* **SOURCE MATERIAL**:
============

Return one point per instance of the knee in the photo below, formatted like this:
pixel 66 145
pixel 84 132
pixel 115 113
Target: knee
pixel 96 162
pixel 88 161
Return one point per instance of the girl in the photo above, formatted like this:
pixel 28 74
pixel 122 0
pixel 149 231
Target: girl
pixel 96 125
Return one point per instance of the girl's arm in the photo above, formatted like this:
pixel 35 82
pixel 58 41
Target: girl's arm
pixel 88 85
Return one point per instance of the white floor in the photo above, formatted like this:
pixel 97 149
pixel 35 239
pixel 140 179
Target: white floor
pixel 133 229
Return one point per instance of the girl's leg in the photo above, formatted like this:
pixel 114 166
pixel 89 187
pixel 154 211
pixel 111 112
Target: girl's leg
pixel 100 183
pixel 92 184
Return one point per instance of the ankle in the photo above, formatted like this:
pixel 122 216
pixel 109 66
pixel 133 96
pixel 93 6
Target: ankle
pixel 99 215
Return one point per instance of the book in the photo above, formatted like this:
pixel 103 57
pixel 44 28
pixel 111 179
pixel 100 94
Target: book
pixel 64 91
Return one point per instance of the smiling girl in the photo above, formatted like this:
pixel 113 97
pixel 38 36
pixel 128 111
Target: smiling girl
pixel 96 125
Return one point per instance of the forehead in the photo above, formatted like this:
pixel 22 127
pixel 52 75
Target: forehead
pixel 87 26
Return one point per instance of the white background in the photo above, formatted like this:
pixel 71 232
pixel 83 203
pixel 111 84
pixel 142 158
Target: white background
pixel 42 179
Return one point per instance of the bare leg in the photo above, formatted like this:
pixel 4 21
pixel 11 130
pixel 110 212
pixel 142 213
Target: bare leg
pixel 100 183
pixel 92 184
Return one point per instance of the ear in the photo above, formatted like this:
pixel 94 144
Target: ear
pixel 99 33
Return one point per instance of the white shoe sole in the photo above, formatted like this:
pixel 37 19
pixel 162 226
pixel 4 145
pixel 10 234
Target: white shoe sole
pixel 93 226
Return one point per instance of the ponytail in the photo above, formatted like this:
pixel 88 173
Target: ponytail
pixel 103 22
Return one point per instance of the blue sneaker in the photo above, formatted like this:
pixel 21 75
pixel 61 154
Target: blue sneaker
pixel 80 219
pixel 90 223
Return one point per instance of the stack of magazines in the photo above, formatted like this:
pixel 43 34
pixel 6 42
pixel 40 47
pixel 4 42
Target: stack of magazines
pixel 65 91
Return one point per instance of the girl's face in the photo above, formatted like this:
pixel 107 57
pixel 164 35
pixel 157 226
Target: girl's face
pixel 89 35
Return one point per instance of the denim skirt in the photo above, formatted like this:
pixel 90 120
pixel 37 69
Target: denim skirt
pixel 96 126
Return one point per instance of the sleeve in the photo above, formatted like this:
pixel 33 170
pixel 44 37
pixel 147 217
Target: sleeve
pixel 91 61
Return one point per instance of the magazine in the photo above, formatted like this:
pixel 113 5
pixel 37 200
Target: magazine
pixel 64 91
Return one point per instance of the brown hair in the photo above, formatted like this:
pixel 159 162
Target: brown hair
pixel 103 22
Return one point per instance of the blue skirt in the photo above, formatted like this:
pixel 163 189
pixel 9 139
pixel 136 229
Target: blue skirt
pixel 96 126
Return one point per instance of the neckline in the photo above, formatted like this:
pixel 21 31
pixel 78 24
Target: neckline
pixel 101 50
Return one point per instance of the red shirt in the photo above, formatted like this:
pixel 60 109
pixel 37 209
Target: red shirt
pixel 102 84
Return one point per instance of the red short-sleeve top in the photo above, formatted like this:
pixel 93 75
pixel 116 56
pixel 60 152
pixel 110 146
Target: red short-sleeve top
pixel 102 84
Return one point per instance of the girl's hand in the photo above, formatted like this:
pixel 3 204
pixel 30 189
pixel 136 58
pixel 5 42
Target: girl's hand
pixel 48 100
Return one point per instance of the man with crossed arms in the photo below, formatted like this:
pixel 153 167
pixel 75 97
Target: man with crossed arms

============

* **WHAT YOU SHOULD DO**:
Copy every line above word for word, with nothing changed or left out.

* **FINISHED ANSWER**:
Return one point per instance of the knee in the photo below, formatted like this:
pixel 66 145
pixel 84 132
pixel 115 113
Target: knee
pixel 96 162
pixel 88 161
Return one point per instance of the girl in the photo above, formatted like this:
pixel 28 74
pixel 122 0
pixel 149 231
Target: girl
pixel 96 125
Return one point per instance of the girl's arm in the photo above, formatted like this:
pixel 35 82
pixel 58 41
Target: girl's arm
pixel 88 85
Return one point per instance of the white floor in the photo above, formatted like this:
pixel 97 149
pixel 35 239
pixel 140 179
Target: white floor
pixel 133 229
Return one point per instance of the girl's leg in the photo above, formatted like this:
pixel 114 166
pixel 89 187
pixel 154 211
pixel 111 112
Target: girl's leg
pixel 100 183
pixel 92 184
Return one point per instance of the ankle in the photo above, formatted like this:
pixel 122 216
pixel 109 66
pixel 133 96
pixel 93 6
Target: ankle
pixel 99 215
Return one point per instance of the book in the photo above, formatted like this:
pixel 103 57
pixel 44 28
pixel 111 179
pixel 100 94
Target: book
pixel 64 91
Return one point per instance of the smiling girl in the photo above, formatted like this:
pixel 113 97
pixel 38 36
pixel 128 111
Target: smiling girl
pixel 96 125
Return one point per instance of the forehead in the photo above, formatted like this:
pixel 22 127
pixel 52 75
Target: forehead
pixel 87 26
Return one point per instance of the white background in the photo above, formatted like this:
pixel 71 232
pixel 83 203
pixel 111 84
pixel 142 158
Target: white background
pixel 42 179
Return one point per instance of the bare leg in the photo above, formatted like this:
pixel 4 21
pixel 11 130
pixel 110 212
pixel 142 213
Target: bare leg
pixel 100 183
pixel 92 184
Return one point per instance of the ear in the photo above, formatted like this:
pixel 94 144
Target: ear
pixel 99 33
Return one point per instance of the white shoe sole in the photo above, formatted like this:
pixel 37 19
pixel 162 226
pixel 4 145
pixel 10 234
Target: white shoe sole
pixel 93 226
Return one point per instance of the ponytail in the photo above, formatted like this:
pixel 88 173
Target: ponytail
pixel 103 22
Return one point per instance of the blue sneaker in the photo above, formatted like this:
pixel 21 75
pixel 61 154
Target: blue sneaker
pixel 80 219
pixel 90 223
Return one point per instance of the stack of magazines in the photo above, formatted like this:
pixel 43 34
pixel 6 42
pixel 40 47
pixel 4 42
Target: stack of magazines
pixel 65 91
Return one point per instance of the girl's face in the photo above, formatted like this:
pixel 107 57
pixel 164 35
pixel 157 226
Target: girl's face
pixel 89 35
Return one point per instance of the denim skirt in the photo above, formatted like this:
pixel 90 120
pixel 37 69
Target: denim skirt
pixel 96 126
Return one point per instance of the sleeve in the photo above, formatted like this:
pixel 33 170
pixel 44 37
pixel 147 217
Target: sleeve
pixel 91 61
Return one point per instance of the magazine in the photo above, formatted like this:
pixel 113 5
pixel 37 200
Target: magazine
pixel 64 91
Return one point per instance of the brown hair in the photo above, formatted like this:
pixel 159 162
Target: brown hair
pixel 103 22
Return one point per instance of the blue skirt in the photo above, formatted like this:
pixel 163 189
pixel 9 139
pixel 136 229
Target: blue skirt
pixel 96 126
Return one point per instance of the neckline in the photo above, formatted like this:
pixel 21 31
pixel 78 24
Target: neckline
pixel 101 50
Return one point per instance of the red shirt in the photo above, formatted like this:
pixel 60 109
pixel 37 209
Target: red shirt
pixel 102 84
Return one point per instance of the red short-sleeve top in the photo above, formatted like this:
pixel 93 75
pixel 116 56
pixel 60 152
pixel 110 146
Target: red short-sleeve top
pixel 102 84
Return one point per instance of the girl's hand in the photo above, formatted like this:
pixel 3 204
pixel 30 189
pixel 136 58
pixel 5 42
Target: girl's hand
pixel 48 100
Return one point per instance of the man with crossed arms in the photo below, formatted like this:
pixel 153 167
pixel 75 97
Target: man with crossed arms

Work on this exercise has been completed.